Task description – The entries that follow include a run beginning at the line with "Target: woman's left hand" and ending at the line with "point(508, 294)"; restate that run word for word and leave the rest out.
(Input records begins)
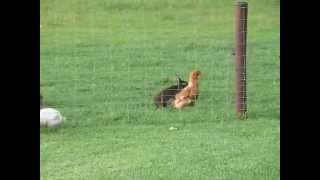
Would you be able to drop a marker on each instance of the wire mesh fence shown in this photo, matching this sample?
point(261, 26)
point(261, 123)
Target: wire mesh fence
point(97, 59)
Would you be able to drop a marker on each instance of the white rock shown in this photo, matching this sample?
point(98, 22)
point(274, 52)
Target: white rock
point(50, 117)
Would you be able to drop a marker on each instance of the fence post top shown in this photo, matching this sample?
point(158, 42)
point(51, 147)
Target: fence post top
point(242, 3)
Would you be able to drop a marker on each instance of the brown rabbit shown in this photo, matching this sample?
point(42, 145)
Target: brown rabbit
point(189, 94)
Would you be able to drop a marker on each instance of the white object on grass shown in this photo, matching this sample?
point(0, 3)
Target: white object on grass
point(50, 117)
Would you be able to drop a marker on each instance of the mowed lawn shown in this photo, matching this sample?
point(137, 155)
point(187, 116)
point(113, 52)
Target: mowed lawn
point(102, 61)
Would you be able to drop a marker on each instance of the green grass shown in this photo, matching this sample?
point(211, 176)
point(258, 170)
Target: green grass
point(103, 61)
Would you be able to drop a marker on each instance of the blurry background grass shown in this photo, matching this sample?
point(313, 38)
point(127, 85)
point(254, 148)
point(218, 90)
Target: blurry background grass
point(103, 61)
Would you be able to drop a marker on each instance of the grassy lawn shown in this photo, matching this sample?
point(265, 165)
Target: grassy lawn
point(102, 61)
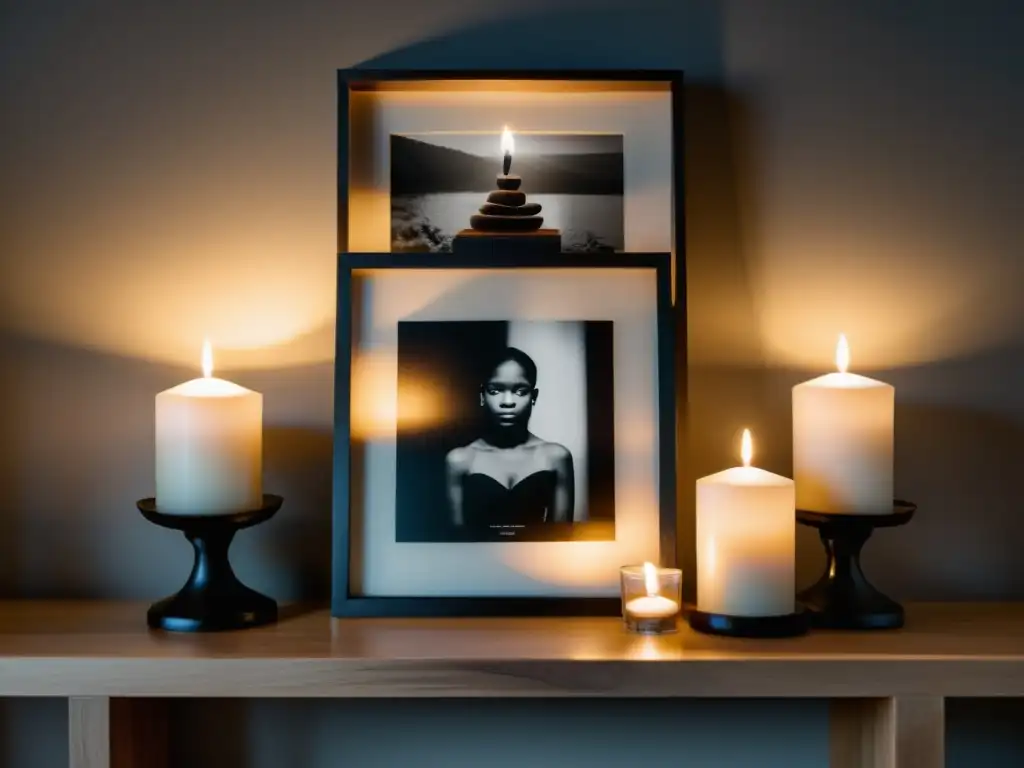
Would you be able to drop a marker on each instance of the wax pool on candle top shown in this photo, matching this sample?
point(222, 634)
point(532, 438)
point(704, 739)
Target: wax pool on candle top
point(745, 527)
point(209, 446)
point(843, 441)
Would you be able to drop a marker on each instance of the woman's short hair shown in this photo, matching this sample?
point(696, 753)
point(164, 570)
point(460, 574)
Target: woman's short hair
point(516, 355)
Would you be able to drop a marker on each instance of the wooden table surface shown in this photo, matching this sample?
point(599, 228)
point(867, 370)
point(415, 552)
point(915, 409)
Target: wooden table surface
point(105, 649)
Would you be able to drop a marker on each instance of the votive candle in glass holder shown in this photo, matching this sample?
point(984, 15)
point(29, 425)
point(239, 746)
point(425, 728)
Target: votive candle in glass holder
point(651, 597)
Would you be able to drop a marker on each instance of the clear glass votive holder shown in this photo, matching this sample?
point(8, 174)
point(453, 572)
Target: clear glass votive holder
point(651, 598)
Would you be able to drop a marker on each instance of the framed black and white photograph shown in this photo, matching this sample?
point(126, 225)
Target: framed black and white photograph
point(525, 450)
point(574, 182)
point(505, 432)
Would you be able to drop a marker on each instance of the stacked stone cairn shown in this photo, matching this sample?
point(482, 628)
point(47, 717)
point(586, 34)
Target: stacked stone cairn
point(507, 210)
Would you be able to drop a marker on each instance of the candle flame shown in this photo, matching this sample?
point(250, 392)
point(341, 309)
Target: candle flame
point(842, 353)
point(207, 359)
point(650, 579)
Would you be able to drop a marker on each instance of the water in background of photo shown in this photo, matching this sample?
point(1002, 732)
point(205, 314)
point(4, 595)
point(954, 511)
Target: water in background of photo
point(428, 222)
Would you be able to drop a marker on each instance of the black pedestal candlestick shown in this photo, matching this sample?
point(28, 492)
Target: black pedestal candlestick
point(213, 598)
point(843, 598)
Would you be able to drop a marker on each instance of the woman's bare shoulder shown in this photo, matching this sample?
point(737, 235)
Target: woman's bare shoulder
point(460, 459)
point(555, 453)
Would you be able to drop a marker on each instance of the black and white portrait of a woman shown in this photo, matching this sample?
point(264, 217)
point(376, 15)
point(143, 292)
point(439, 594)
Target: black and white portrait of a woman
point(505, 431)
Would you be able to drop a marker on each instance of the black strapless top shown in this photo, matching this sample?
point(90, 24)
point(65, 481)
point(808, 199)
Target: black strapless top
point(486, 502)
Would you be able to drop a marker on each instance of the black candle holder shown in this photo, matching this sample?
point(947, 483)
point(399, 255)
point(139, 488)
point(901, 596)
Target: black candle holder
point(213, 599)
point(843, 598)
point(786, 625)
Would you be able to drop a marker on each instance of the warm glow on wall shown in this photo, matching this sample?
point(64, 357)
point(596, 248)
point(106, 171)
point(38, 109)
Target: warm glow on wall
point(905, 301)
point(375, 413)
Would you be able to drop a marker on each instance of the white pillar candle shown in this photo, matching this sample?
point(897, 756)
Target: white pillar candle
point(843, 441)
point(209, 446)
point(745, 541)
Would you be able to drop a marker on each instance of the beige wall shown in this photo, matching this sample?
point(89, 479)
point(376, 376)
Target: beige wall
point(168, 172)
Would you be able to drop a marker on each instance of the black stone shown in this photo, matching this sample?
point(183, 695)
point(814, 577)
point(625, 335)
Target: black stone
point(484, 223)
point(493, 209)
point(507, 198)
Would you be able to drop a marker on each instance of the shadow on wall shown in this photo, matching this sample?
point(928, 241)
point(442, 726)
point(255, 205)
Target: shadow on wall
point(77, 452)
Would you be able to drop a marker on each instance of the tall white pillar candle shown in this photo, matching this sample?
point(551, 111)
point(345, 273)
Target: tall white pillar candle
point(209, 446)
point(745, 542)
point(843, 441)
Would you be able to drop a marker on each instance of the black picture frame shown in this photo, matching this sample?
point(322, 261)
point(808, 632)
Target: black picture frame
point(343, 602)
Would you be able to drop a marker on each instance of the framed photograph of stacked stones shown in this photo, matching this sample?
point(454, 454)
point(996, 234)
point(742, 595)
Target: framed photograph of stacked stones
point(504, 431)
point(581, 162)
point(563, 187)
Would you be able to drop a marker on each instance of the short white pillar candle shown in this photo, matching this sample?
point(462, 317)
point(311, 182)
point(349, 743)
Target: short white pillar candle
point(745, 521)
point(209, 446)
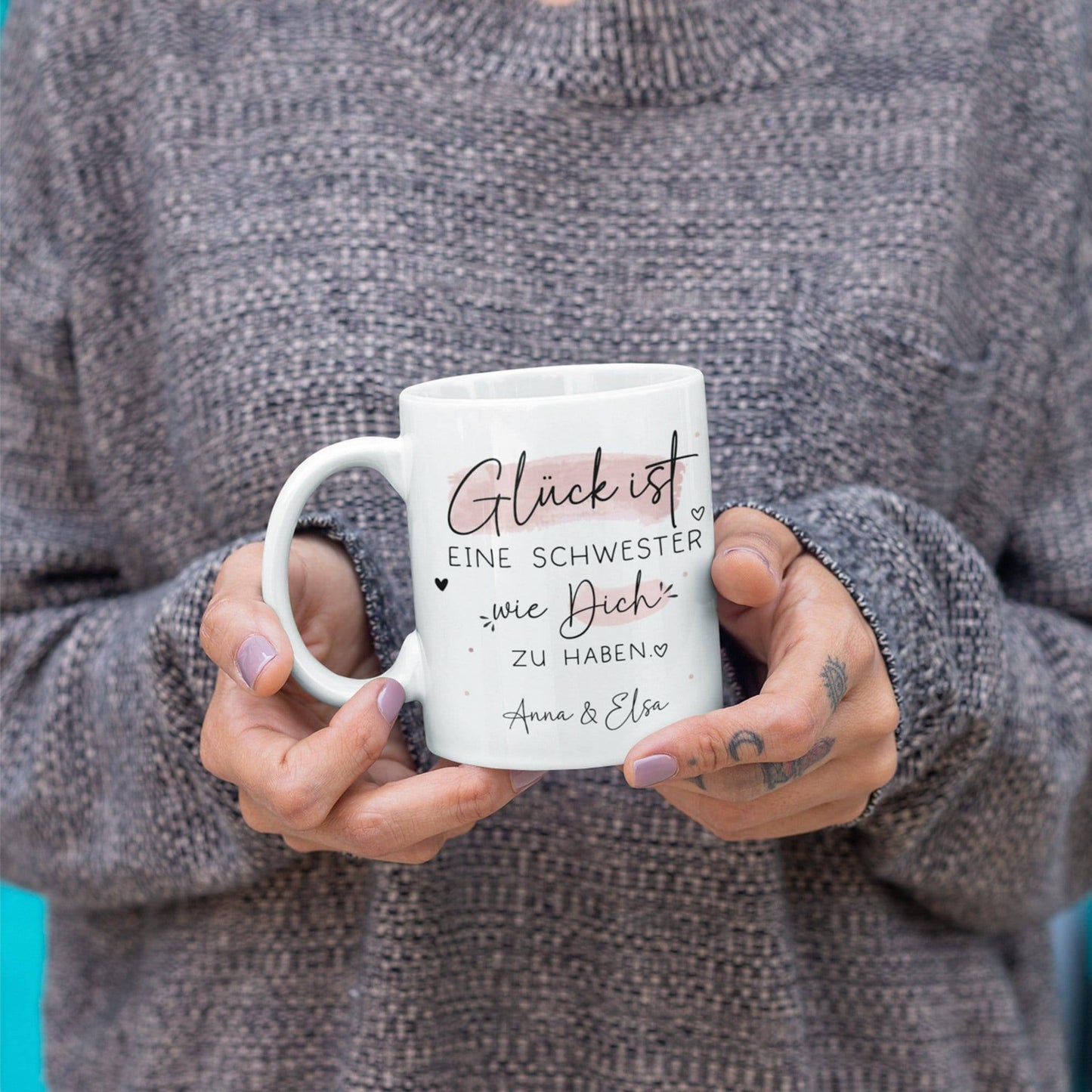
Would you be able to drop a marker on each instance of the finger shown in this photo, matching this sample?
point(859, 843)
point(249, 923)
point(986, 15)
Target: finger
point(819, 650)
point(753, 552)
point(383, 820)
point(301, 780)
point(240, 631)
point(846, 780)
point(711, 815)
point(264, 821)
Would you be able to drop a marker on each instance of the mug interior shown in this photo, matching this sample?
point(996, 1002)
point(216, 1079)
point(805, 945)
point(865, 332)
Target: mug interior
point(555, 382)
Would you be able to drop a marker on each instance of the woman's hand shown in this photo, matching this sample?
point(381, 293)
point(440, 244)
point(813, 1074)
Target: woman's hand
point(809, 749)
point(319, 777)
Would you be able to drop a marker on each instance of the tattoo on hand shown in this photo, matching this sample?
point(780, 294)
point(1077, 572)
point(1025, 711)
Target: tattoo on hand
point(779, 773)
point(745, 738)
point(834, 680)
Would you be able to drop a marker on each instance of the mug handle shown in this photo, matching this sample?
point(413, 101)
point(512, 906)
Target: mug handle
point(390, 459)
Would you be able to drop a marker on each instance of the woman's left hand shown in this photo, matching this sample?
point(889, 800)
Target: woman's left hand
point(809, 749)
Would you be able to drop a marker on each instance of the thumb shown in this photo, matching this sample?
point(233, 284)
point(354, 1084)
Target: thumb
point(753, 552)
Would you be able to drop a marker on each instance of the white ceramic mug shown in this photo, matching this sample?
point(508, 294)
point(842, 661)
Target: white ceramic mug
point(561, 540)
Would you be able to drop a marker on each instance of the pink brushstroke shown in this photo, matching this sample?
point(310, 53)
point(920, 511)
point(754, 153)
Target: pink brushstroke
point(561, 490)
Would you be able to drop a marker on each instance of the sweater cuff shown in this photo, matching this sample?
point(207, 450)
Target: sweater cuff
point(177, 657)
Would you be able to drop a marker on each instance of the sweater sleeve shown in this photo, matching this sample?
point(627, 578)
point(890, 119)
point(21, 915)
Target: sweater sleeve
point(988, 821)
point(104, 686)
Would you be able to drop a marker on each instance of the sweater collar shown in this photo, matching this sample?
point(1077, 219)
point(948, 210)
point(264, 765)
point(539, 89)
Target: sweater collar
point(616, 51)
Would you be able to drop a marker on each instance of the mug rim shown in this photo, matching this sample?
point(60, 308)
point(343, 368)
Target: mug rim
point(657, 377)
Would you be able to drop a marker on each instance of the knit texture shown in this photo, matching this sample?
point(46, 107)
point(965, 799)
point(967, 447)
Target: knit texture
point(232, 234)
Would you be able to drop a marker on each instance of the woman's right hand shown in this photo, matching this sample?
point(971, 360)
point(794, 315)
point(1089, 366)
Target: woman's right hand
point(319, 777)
(Input records ends)
Answer area –
Target: woman's left hand
point(809, 749)
Would you be able to drop a marker on each instance of the thumb shown in this photo, matching this sample?
point(233, 284)
point(354, 1084)
Target: thumb
point(753, 552)
Would you be able to drop a marker on each instance of the white ceramic mug shown in this photo, matching this sample?
point(508, 294)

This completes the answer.